_GOAL_: Take the line that contains "Practice. Identify the rocky" as the first and the last line of the material as the final one; set down exactly the lines in that span.

_PROVIDED MATERIAL_:
* Start *
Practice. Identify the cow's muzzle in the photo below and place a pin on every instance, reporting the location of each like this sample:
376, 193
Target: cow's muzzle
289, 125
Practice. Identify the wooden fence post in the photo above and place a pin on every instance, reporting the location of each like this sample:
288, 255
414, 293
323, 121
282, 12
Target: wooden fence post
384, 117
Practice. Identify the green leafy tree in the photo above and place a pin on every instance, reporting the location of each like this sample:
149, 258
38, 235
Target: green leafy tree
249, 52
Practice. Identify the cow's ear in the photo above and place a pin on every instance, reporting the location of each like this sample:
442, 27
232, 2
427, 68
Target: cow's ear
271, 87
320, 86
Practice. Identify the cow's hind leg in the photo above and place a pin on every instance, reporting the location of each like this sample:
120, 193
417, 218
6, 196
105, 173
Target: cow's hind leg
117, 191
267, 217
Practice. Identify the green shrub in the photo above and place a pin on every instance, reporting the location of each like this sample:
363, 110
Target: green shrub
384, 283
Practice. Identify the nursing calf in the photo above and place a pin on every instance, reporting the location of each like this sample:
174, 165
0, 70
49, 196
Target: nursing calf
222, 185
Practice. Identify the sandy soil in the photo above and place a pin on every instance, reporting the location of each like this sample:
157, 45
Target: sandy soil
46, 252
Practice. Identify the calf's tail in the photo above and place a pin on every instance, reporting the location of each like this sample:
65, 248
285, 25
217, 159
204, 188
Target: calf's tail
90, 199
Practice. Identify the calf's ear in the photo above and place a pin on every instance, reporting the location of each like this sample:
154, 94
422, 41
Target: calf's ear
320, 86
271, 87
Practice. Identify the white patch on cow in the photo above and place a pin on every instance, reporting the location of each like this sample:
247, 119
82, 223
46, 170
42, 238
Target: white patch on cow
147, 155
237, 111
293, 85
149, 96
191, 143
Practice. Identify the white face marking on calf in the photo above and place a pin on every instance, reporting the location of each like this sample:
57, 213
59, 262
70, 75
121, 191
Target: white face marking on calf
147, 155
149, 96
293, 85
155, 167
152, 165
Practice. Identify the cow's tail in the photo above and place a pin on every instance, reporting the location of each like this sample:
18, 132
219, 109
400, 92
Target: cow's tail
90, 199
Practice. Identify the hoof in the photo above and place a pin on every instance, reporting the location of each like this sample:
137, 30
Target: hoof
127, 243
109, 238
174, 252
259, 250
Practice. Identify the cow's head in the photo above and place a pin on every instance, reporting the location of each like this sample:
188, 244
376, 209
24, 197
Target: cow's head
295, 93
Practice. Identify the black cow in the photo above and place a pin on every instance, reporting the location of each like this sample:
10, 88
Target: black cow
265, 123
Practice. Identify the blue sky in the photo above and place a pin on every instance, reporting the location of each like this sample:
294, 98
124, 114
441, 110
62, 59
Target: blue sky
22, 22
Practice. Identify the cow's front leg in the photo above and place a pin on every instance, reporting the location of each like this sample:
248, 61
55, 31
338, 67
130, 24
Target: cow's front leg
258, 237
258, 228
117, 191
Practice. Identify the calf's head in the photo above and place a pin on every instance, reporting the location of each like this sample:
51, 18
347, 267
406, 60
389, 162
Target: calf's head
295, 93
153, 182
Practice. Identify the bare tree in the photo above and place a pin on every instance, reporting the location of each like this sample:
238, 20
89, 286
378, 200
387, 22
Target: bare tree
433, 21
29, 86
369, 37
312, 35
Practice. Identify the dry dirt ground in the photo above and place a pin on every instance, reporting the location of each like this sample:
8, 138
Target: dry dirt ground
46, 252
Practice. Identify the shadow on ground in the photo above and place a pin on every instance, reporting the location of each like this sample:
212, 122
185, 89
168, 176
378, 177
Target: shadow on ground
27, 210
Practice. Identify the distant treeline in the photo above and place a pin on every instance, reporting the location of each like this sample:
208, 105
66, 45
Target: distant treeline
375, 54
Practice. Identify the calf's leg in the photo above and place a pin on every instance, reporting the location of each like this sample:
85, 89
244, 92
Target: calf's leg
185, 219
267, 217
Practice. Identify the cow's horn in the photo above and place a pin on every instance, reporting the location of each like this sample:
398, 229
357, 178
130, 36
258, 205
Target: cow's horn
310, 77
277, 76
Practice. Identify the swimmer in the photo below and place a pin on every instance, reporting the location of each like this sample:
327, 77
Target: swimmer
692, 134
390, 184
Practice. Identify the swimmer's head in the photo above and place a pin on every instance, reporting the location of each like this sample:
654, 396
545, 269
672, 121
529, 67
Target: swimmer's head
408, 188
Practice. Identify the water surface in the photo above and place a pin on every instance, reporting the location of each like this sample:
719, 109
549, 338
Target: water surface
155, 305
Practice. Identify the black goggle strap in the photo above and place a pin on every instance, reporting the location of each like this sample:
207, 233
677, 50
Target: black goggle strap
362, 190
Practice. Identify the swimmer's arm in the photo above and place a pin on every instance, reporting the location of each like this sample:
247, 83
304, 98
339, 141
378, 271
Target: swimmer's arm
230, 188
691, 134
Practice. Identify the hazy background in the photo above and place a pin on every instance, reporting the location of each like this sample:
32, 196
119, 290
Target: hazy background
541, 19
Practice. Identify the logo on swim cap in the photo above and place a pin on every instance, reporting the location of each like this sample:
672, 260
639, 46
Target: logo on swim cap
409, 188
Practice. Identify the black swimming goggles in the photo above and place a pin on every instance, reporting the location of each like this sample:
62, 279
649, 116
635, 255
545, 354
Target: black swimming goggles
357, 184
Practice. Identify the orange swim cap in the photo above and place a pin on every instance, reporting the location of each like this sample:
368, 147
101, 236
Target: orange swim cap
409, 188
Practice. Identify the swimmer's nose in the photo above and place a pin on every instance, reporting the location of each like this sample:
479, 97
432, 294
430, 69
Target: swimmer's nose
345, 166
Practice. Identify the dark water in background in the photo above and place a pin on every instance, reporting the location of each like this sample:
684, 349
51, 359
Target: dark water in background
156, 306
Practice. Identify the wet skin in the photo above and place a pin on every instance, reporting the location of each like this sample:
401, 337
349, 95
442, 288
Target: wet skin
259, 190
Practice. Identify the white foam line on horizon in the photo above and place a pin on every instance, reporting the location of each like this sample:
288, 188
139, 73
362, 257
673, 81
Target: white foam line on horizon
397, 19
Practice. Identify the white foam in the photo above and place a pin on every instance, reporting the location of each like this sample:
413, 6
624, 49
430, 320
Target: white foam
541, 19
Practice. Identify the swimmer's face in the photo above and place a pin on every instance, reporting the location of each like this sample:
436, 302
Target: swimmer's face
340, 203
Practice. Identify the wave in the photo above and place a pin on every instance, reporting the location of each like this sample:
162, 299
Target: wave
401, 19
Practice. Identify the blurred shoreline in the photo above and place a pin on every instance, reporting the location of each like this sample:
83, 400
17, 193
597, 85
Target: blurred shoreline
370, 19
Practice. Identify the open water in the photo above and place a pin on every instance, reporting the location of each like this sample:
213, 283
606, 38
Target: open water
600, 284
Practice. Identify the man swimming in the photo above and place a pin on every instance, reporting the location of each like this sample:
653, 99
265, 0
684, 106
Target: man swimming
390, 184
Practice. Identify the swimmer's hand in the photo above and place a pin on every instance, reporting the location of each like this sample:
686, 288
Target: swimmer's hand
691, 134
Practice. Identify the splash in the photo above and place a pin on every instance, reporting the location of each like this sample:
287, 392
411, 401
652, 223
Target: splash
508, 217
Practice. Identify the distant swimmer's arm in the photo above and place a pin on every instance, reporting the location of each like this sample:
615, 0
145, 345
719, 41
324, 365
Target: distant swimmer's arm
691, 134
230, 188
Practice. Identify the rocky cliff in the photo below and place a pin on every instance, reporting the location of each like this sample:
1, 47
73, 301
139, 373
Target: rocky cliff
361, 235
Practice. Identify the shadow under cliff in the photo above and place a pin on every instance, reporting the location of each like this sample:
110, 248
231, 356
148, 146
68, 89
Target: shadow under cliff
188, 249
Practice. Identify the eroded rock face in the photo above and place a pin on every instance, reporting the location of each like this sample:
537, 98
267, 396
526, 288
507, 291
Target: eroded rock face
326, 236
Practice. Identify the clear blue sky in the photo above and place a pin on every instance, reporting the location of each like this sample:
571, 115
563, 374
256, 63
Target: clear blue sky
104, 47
* End *
_RESPONSE TO THE TASK_:
Practice. Identify the rocky cliff in the photo below and place a pin on every instance, reporting the location of each like this sample:
1, 47
73, 301
139, 373
Target: rocky cliff
361, 235
Practice. Identify the shadow under cliff in the photo above and place a pin on every instance, reporting the location of each like this sample:
110, 248
231, 356
148, 146
68, 89
Target: shadow under cliff
188, 249
Practice. Identify the eroded rock face in the photo above and place a pin on every instance, reporting the location of each like this sample:
537, 98
267, 396
526, 288
507, 291
Target: eroded rock face
326, 236
Practice. Identify the clear blue sky in the photo above and place a pin on every instance, reporting the location of each like this sample:
571, 115
563, 374
256, 63
Target: clear blue sky
104, 47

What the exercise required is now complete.